» TESTO
***

Da qui il disegno di una società pluralista, personalista e comunitaria il cui fondamento non è né l’individuo né lo Stato, ma la persona. Con questa prospettiva si può dire che Maritain ha veramente attraversato i grandi problemi del Novecento e non in modo disincantato ( basti ricordare le sue numerose battaglie per la fondazione dei diritti umani, il suo impegno per la fine della guerra civile in Spagna, i Manifesti firmati con altri intellettuali francesi ed europei...), ma come pensatore di movimento, « filosofo nella città » , intellettuale impegnato a servizio della verità e della giustizia.
Durante la guerra Maritain, rifugiatosi negli Stati Uniti a causa del suo antinazismo, approfondirà il suo pensiero politico nel contesto americano. Nel 1949 Maritain, allora filosofo cattolico molto conosciuto, veniva invitato all’Università di Chicago con Leo Strauss, Eric Voe- gelin e Yves Simon ad offrire un contributo per una nuova filosofia della democrazia e dei diritti umani ritenuta necessaria per una ricostruzione solida dello spirito e delle istituzioni democratiche, a livello nazionale e internazionale, dopo la catastrofe delle due guerre mondiali.

***

» OBIETTIVO INDICATO A
Elenca gli esempi dell'impegno di Maritain che il testo su Maritain riporta tra parentesi.
» OBIETTIVO INDICATO B
Riassumi in due frasi il testo su Maritain.
» OBIETTIVO INDICATO C
Prosegui il testo su Maritain dopo la sua ultima frase.

***

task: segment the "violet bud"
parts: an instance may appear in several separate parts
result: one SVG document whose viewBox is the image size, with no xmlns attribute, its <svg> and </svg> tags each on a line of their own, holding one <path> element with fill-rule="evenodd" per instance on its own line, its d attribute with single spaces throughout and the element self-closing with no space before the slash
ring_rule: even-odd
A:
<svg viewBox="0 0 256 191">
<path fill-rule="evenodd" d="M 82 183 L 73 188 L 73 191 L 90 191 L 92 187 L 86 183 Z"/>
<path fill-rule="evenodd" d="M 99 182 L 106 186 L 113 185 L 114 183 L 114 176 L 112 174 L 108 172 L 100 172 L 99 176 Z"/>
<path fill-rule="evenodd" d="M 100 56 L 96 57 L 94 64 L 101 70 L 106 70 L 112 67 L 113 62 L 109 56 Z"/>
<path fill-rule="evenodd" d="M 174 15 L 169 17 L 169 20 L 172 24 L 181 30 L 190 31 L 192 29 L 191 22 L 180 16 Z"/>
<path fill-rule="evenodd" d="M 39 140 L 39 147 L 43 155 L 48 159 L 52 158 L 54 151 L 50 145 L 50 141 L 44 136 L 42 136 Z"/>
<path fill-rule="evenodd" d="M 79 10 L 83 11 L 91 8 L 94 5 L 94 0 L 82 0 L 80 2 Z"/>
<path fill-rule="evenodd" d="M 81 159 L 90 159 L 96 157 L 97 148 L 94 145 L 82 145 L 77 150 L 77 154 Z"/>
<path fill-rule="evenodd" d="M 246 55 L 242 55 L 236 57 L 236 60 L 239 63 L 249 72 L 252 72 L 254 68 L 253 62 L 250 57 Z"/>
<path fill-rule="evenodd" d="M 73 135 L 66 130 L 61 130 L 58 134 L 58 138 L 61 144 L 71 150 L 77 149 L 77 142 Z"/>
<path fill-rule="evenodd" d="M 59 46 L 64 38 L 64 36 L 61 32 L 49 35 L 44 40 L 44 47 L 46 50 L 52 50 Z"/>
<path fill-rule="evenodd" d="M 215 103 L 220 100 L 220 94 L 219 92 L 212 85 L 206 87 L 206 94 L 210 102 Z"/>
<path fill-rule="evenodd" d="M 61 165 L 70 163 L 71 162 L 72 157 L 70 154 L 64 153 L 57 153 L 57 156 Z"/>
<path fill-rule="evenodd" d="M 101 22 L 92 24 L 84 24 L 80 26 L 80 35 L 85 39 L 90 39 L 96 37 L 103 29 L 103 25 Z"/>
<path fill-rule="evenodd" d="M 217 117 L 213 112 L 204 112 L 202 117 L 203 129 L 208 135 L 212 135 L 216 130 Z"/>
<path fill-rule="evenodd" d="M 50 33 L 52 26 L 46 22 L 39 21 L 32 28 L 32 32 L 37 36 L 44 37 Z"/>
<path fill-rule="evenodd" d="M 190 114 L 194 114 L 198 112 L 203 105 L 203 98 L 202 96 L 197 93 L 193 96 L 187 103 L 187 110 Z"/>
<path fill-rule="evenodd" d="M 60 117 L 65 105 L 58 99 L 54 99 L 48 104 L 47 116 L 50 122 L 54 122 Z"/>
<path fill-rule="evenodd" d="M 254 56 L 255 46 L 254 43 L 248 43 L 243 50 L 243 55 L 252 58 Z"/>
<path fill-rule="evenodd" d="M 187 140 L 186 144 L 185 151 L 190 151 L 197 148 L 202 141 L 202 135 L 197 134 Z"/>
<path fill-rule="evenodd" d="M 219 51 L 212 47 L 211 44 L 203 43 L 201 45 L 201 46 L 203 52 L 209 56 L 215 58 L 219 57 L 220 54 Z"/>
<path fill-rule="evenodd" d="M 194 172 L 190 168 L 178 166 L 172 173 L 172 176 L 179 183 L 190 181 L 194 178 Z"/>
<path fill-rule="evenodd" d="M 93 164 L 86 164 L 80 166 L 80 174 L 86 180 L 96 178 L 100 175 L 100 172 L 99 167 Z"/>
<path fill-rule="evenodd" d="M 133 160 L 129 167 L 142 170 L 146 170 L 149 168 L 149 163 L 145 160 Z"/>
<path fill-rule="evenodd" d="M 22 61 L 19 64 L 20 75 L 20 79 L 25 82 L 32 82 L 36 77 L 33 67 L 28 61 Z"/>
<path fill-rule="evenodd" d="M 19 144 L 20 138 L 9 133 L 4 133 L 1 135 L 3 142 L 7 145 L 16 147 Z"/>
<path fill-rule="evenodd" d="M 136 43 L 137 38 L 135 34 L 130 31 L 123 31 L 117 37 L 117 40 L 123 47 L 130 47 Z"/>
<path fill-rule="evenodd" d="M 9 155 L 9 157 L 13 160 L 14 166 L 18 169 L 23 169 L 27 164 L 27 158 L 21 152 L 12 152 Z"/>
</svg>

***

» RISPOSTA ALL'ESERCIZIO A
- Le numerose battaglie per la fondazione dei diritti umani
- L'impegno per la fine della guerra civile in Spagna
- I Manifesti firmati con altri intellettuali francesi ed europei

» RISPOSTA ALL'ESERCIZIO B
Maritain propose una società pluralista, personalista e comunitaria fondata sulla persona, e attraversò i grandi problemi del Novecento come intellettuale impegnato al servizio della verità e della giustizia. Rifugiatosi negli Stati Uniti durante la guerra per il suo antinazismo, nel 1949 fu invitato all'Università di Chicago a contribuire a una nuova filosofia della democrazia e dei diritti umani.

» RISPOSTA ALL'ESERCIZIO C
Erano gli anni movimentati del dopoguerra e da molti era avvertita la necessità di approfondire la ragioni del « vivere assieme » , anche se la guerra fredda e la minaccia nucleare aveva spento molte speranze di trovare un camino pacifico per i paesi del pianeta dopo la firma della carta dell’Onu a San Francisco nel 1945 e la Dichiarazione Universale dei Diritti dell’Uomo nel 1948. L’idea era quella di un ordine ( nazionale ed internazionale) fondato sulla persona umana ed i suoi diritti e doveri, un’idea cui Maritain aveva già dato un contributo importante alla cultura del tempo e, in particolare, durante la stesura della Dichiarazione Universale del 1948. Uomo e lo Stato, che raccoglie le conferenze di Chicago, si rivelò non solo il capolavoro della sua filosofia politica, ma fu considerato uno dei libri che coglievano con più profondità lo spirito dei tempi e disegnavano prospettive concrete, anche se difficili, per l’edificazione di un mondo pacifico.
La triade persona umana e suoi diritti - società civile ( Maritain usava il termine « corpo politico » ancor più carico di significato in quanto assorbiva l’idea di Stato) - democrazia, costituisce per il pensatore tomista la base su cui costruire un mondo nuovo che avrebbe dovuto sostituire il ’ désordre radical’ che aveva dilaniato il Novecento, con la triade individuo (individualismo) - nazione - Stato. La centralità della democrazia è, insomma, il tema dominante di L’uomo e lo Stato.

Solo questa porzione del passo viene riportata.